-- PROBLEM DETAILS --
Copy the part of the mailing-list message below between "I think this" and "hashable and orderable.", inclusive, without changing a character.

-- PROVIDED TEXT --
--- --- ---
On Fri, Dec 9, 2022 at 1:57 PM Marc Nieper-Wißkirchen <marc.nie...@gmail.com>
wrote:

> \



>
> I agree that the perfect terminology hasn't been found.
>

There is no such thing as perfect terminology: it is all arbitrary or
imprecise or both.  "The price of infinite precision is infinite verbosity."

> one for setoids, one for totally ordered setoids, and one for setoids
> with a hash function (with forgetful functors from the latter two to
> the first).
>

I think this is the wrong analysis.  If there is no equality predicate,
then there is no meaningful comparator at all: it makes no sense to ask
"Does electron A come before electron B?" given that electrons lack
identity.  So we have two properties and therefore four cases: neither
orderable nor hashable, orderable   but not hashable, hashable but
not orderable, and both hashable and orderable.
--- --- ---
-- RAW DATA --
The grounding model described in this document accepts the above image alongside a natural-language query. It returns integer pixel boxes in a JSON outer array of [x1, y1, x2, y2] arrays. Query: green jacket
--- --- ---
-- RESULT OF THIS TASK --
I think this is the wrong analysis.  If there is no equality predicate,
then there is no meaningful comparator at all: it makes no sense to ask
"Does electron A come before electron B?" given that electrons lack
identity.  So we have two properties and therefore four cases: neither
orderable nor hashable, orderable   but not hashable, hashable but
not orderable, and both hashable and orderable.